• **Written instruction 1**
Say whether each statement below agrees with the interview with Vicki Buck. Give yes or no for each one and quote the deciding words of the interview. (a) The city is spending about 150 million over five to seven years on retrofitting and cycle lanes. (b) The autonomous electric vehicle is being trialed at the port. (c) Buck says she understood how dangerous climate change was by the age of nine.
• **Written instruction 2**
Carry on the interview with Vicki Buck past its last line.

── Selected excerpt

So just from a “what is really important” sustainability and just the awareness of climate change and what we’re not doing and what we could do. I mean, I see it as almost … it’s one of the huge issues of our time. Yep, I can’t ignore it.

 

Samuel Mann: Where did it come from, that passion or knowledge in you?

 

Vicki Buck: It seems to me that it’s self-evident that if you live on a planet that you don’t stuff it up. That you’re here for a relatively short period of time and what you do can make a difference. And if you don’t do that, then you’ve stolen from everybody else on the planet and you’ve defrauded the following generations. I don’t even know where it came from. It just seems so apparent, how can I not know that?

 

Samuel Mann: Were you an environmentalist at school?

 

Vicki Buck: I think I’ve always been an environmentalist. I don’t think I understood how rapid and dangerous climate change was to all of us, regardless of where we live, and how it affected people grossly unequally, till probably, I don’t know, 20, 30 years ago. Who knows? Who knows? It wasn’t last week and it probably wasn’t when I was nine so sometime in between.

 

Samuel Mann: Somewhere between nine.

 

Vicki Buck: Sometime in between nine and last week, yeah.

 

Samuel Mann: I don’t know what sort of council you’ve got but is it hard work, are you pushing that up a hill on the council or the council gets that?

 

Vicki Buck: This council and the previous one have actually been quite green in terms of their environmental concerns. So the awareness of climate change is very real. The importance of the quality of our water is felt strongly and the initiatives that we can take, like watch this space later this year for electric vehicle fleets. Entire compact vehicle fleets that we’ve been working on for a couple of years. We’ve got the autonomous electric vehicle out being trialled at the airport, which has been great fun. Those sort of changes that make possible quite different dimensions are fantastic.

 

We’re spending, probably over a five to seven year period, about 150 million on retrofitting the city and cycle lanes so that when you ride a bike you feel safe because you’re separated from the truck or the car. And I think for a lot of people that’s incredibly important. That makes me ride a bike as opposed to not ride a bike, if I feel safe. And I think that’s quite a different perception for women than men sometimes, and some of the research I’ve seen suggests that. But when you’ve got a city that’s already fitted out, retrofitting it with cycle lanes is an interesting process that requires a huge amount of public consultation. And you have to take the public along with you. So it’s not something you can do in 10 minutes but over a five to seven year period it will happen.

────
── Recorded data

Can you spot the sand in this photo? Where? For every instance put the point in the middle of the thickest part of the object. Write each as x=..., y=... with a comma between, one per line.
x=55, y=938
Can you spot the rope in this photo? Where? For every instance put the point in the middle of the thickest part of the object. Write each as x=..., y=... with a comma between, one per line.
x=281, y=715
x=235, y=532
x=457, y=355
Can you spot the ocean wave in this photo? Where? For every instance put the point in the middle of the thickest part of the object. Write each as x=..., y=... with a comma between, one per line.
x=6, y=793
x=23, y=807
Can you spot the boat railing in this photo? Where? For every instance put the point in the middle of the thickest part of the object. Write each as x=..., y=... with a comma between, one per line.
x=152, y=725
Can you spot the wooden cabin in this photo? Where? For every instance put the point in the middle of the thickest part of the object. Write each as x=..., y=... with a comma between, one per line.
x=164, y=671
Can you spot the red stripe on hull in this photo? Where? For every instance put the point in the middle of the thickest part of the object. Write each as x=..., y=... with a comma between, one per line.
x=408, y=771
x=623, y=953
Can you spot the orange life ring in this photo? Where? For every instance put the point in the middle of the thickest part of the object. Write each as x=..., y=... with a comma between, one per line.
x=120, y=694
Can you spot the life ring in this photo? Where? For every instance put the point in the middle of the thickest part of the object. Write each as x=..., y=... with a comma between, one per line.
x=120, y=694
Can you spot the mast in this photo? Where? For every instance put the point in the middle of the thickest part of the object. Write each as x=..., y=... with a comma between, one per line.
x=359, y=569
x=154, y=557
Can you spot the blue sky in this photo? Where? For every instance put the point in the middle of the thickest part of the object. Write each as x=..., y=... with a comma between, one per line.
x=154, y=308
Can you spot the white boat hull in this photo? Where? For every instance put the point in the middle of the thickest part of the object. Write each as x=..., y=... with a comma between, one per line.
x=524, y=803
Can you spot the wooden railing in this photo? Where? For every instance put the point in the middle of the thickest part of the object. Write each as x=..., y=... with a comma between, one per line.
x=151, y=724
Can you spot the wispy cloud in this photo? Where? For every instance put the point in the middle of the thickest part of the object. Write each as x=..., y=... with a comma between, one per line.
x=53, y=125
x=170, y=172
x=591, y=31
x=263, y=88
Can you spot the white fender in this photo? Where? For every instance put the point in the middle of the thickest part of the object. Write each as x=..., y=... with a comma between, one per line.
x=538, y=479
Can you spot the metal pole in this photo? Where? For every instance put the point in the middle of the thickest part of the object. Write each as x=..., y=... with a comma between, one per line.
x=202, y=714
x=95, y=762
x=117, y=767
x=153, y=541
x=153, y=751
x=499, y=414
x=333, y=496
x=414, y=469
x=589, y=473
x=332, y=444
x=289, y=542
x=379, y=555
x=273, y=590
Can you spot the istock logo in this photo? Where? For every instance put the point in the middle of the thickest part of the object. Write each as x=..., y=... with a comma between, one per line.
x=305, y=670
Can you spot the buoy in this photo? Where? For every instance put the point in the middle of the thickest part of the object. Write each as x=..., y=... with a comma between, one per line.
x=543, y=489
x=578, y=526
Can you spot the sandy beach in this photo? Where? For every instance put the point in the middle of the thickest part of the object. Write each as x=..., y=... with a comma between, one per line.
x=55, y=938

────

• **Written response 1**
(a) Yes: "We’re spending, probably over a five to seven year period, about 150 million on retrofitting the city and cycle lanes"
(b) No: "We’ve got the autonomous electric vehicle out being trialled at the airport"
(c) No: "It wasn’t last week and it probably wasn’t when I was nine so sometime in between."

• **Written response 2**
 

Obviously you’ll see in the central city that the speed limit is 30 ks, that the emphasis is on walking and cycling. We’ve just put some money on to extend our bike share so that it’s citywide, this one in the central city but it needs to go citywide as a means of public transport. So your helmet’s there, your bike’s there and you can leave it wherever at any of the other hubs.

 

Yeah, so there’s a … I mean, from our point of view, obviously insulation has been seriously important and one of the things, especially in a climate like this, one of the things we’ve been really, really wanting to do is to increase the building code standard. In the district plan we wanted to raise that to about six green star from the current building code, which we think would have added about $1700 to the cost of a building but ensured the wellbeing of children and their health and education and all sorts of things. The government, unfortunately, wouldn’t allow that to go through and the replacement district plan, it’s not there. So you win some and you lose some.

 

Samuel Mann: In fact, in terms of wellbeing they went the other way.

 

Vicki Buck: It’s the building code.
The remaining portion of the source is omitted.